◆ Extracted records
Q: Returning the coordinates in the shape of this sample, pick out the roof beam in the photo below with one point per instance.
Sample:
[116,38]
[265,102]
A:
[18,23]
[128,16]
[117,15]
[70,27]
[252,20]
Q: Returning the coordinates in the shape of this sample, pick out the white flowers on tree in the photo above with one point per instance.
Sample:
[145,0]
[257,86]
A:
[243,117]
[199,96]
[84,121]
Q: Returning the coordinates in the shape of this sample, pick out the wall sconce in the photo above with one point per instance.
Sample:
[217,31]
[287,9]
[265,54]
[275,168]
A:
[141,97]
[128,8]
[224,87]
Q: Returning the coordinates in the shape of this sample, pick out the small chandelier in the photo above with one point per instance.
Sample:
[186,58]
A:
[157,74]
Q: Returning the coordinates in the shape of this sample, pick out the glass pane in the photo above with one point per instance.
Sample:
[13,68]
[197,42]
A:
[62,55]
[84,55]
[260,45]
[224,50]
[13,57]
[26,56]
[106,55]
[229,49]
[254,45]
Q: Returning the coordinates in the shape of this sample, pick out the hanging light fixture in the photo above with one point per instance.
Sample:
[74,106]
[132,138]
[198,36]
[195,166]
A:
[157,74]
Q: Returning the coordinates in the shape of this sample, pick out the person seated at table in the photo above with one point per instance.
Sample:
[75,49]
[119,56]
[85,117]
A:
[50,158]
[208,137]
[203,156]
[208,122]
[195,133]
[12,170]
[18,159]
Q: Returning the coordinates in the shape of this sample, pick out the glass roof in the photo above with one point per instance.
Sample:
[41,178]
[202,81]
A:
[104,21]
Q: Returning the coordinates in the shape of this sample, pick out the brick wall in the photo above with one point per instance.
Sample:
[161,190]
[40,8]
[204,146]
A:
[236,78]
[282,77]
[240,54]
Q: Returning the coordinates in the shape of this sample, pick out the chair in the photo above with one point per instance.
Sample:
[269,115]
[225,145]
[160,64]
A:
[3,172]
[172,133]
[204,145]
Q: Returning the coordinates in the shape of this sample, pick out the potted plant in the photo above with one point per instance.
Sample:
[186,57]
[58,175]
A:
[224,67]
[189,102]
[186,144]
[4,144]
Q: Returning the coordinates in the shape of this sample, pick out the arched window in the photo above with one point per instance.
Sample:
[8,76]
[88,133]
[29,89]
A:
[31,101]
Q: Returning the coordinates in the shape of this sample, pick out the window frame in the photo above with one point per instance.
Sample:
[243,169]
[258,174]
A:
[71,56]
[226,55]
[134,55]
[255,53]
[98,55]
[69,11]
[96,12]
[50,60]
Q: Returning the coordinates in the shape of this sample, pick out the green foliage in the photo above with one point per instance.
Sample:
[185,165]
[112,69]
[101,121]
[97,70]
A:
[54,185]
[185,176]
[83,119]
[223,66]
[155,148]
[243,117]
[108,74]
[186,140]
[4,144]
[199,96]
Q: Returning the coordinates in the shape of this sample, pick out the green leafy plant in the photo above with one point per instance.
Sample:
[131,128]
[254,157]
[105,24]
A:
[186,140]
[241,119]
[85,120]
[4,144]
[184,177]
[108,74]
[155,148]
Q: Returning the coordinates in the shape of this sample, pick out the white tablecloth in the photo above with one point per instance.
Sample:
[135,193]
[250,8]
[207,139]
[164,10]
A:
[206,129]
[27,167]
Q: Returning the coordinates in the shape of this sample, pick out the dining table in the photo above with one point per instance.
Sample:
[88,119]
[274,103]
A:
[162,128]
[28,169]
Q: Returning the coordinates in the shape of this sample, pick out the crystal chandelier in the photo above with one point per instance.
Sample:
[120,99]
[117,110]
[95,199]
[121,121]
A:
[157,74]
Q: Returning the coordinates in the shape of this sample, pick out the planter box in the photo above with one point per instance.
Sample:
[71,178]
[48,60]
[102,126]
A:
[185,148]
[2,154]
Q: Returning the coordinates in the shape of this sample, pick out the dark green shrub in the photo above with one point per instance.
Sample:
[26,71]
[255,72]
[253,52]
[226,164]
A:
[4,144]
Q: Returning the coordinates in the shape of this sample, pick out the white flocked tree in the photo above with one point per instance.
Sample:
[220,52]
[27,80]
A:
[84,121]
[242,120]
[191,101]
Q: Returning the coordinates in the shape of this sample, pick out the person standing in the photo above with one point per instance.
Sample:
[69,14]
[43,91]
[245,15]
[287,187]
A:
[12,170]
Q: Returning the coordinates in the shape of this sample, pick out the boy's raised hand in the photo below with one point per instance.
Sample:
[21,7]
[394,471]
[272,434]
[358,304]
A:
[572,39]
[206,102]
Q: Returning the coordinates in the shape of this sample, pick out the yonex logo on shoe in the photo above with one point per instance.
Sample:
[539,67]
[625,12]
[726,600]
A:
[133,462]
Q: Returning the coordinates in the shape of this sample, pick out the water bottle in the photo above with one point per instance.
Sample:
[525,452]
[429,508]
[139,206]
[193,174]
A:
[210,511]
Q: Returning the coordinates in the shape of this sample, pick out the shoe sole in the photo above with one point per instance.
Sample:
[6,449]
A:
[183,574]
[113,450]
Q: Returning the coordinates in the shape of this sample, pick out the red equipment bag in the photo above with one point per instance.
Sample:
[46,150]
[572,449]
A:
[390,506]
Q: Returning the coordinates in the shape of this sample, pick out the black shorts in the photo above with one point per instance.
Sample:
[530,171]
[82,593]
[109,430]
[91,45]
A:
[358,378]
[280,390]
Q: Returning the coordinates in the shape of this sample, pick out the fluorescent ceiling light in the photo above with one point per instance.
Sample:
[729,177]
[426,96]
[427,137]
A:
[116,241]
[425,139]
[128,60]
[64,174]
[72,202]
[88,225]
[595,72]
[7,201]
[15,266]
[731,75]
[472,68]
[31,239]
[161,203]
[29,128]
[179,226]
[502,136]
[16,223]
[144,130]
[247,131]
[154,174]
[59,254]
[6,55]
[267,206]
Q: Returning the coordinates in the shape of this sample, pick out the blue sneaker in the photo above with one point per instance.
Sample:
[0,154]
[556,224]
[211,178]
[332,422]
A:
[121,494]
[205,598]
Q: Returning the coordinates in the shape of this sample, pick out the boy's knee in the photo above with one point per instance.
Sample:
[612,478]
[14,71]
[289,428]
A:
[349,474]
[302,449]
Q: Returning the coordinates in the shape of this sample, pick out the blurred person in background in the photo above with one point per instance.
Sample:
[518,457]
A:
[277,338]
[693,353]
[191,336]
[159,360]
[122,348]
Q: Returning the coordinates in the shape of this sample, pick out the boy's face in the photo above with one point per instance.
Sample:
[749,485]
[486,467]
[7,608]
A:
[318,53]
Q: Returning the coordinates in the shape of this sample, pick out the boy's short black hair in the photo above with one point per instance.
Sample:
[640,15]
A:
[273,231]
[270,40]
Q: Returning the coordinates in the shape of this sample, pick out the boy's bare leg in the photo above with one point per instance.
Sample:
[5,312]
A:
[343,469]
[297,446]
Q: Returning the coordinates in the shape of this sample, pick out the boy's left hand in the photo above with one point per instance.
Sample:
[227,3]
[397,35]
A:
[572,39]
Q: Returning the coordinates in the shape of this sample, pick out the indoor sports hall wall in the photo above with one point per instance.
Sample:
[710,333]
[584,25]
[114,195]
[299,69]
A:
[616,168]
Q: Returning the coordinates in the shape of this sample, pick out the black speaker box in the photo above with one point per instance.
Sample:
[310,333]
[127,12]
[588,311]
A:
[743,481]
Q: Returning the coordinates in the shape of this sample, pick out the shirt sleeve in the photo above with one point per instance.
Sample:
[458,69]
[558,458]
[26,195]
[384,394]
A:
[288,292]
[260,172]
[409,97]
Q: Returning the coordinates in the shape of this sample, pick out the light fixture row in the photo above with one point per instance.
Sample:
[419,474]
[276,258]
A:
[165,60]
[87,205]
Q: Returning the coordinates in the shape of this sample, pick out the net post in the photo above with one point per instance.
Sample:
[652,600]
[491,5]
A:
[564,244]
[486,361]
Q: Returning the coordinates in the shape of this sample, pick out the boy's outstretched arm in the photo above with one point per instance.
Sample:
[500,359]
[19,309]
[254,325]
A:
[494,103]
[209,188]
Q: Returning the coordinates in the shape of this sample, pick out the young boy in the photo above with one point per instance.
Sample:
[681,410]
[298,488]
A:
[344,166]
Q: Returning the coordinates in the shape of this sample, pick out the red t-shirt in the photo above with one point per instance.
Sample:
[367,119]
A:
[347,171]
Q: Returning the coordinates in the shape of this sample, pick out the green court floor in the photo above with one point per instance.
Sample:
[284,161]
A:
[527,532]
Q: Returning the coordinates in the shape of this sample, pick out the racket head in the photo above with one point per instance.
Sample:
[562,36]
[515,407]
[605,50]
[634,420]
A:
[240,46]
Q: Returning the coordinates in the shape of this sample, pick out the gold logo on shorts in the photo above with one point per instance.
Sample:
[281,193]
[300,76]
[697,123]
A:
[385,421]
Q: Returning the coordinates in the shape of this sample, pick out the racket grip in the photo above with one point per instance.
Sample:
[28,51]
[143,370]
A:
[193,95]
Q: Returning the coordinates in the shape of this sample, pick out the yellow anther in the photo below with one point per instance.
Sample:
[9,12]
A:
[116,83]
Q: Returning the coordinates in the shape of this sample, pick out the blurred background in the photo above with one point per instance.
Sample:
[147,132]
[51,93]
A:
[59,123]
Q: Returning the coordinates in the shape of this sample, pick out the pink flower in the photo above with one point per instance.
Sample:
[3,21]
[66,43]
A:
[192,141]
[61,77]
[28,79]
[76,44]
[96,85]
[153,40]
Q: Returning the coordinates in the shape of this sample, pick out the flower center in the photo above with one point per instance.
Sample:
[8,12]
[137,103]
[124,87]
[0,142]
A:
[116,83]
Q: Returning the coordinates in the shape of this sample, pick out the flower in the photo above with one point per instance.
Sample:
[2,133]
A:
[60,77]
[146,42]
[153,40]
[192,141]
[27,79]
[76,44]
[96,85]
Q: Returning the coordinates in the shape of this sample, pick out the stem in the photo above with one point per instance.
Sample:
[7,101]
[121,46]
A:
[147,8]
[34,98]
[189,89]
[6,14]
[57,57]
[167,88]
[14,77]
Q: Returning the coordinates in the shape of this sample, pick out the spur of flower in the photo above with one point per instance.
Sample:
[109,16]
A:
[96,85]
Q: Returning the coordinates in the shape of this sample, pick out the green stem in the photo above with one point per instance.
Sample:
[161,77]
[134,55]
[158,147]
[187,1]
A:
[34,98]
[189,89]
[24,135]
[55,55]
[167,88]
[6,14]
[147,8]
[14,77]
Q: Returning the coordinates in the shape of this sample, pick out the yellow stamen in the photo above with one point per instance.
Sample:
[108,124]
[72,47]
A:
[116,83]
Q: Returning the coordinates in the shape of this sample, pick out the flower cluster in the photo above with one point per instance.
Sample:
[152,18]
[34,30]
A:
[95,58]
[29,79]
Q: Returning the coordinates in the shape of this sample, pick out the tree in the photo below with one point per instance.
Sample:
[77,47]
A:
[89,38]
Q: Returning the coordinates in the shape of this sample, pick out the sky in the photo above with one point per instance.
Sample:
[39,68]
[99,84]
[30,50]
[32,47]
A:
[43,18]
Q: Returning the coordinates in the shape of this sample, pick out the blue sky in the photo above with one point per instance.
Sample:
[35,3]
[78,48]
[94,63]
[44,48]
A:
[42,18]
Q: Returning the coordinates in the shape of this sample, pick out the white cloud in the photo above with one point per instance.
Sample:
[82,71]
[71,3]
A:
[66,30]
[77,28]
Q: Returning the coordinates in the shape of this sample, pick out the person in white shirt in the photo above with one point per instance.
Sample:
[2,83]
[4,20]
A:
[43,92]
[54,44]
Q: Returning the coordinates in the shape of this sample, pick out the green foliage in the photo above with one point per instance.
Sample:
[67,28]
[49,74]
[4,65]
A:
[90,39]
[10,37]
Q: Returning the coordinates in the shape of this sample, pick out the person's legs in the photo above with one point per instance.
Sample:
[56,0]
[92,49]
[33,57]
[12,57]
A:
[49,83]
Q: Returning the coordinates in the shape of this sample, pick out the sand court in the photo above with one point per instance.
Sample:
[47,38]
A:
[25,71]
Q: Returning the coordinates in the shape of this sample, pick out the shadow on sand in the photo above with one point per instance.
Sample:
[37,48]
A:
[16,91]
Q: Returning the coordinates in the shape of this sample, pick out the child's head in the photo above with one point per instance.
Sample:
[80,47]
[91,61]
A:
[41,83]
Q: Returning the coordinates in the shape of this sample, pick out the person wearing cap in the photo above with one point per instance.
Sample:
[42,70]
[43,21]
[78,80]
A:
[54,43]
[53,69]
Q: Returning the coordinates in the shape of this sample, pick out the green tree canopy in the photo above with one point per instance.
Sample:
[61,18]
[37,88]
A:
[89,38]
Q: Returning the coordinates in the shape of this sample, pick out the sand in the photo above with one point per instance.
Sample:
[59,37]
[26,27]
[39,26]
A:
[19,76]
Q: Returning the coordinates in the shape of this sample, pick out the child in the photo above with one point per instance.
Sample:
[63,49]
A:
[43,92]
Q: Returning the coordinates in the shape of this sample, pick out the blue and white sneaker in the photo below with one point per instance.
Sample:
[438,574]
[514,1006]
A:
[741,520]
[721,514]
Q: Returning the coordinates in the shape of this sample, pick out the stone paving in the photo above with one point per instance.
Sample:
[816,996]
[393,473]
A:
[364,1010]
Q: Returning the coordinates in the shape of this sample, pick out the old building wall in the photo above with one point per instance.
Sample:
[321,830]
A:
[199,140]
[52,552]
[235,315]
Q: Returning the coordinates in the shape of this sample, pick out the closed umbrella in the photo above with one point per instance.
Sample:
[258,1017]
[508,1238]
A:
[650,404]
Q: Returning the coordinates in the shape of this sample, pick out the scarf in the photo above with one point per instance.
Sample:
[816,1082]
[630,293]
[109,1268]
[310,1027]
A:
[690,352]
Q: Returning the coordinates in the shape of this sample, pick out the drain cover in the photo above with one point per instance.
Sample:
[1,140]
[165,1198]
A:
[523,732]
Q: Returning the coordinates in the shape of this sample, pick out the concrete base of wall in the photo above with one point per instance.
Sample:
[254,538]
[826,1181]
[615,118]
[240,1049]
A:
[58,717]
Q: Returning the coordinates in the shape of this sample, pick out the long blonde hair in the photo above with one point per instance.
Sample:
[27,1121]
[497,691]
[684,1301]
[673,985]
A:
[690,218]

◆ What you have to do
Give back the lines above exactly, from the one with "out the stone" through the last line.

◆ Solution to this problem
Q: Returning the coordinates in the shape of this sample, pick out the stone paving in the photo above with one point per instance.
Sample:
[816,996]
[393,473]
A:
[364,1010]
Q: Returning the coordinates in the shape of this sample, pick out the old building wall in the photo above with one point per instance.
Sample:
[321,830]
A:
[199,140]
[52,552]
[235,315]
Q: Returning the coordinates in the shape of this sample, pick out the closed umbrella in the photo above with one point per instance.
Sample:
[258,1017]
[508,1238]
A:
[650,404]
Q: Returning the coordinates in the shape of this sample, pick out the scarf in the photo above with one point per instance.
Sample:
[816,1082]
[630,293]
[109,1268]
[310,1027]
A:
[690,352]
Q: Returning the coordinates in the shape of this sample, pick out the drain cover in the photo above with one point per instance.
Sample:
[1,140]
[165,1198]
A:
[523,732]
Q: Returning the coordinates in the shape of this sample, pick out the concrete base of wall in the photo above with one point per instance.
Sample:
[254,538]
[826,1181]
[615,118]
[240,1049]
A:
[58,717]
Q: Returning the coordinates in the shape of this sample, pick out the long blonde hair in the photo above with one point per instance.
Sample:
[27,1121]
[497,691]
[684,1301]
[673,985]
A:
[690,218]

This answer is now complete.